▸ Directions for this task
Reproduce the data below line for line, without changing anything, and omit the pictures.

▸ Data provided
===============
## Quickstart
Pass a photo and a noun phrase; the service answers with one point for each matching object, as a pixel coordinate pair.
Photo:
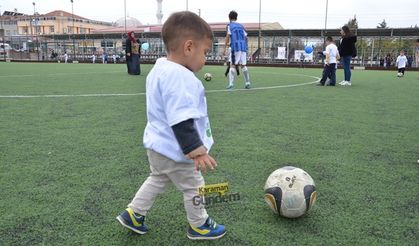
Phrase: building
(58, 22)
(55, 22)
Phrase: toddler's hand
(204, 161)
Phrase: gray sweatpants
(165, 171)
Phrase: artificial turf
(69, 165)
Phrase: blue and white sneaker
(132, 221)
(209, 230)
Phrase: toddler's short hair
(184, 24)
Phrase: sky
(291, 14)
===============
▸ Result for this exercise
## Quickstart
Pass a photo and a noun phrase; the service answers with one point for each matching object, as a pixel coordinate pair.
Photo:
Phrase: building
(58, 22)
(55, 22)
Phrase: toddler's hand
(204, 161)
Phrase: gray sweatpants
(165, 171)
Phrase: artificial turf
(69, 165)
Phrase: blue and white sneaker
(132, 221)
(209, 230)
Phrase: toddler's short hair
(184, 24)
Phrase: sky
(291, 14)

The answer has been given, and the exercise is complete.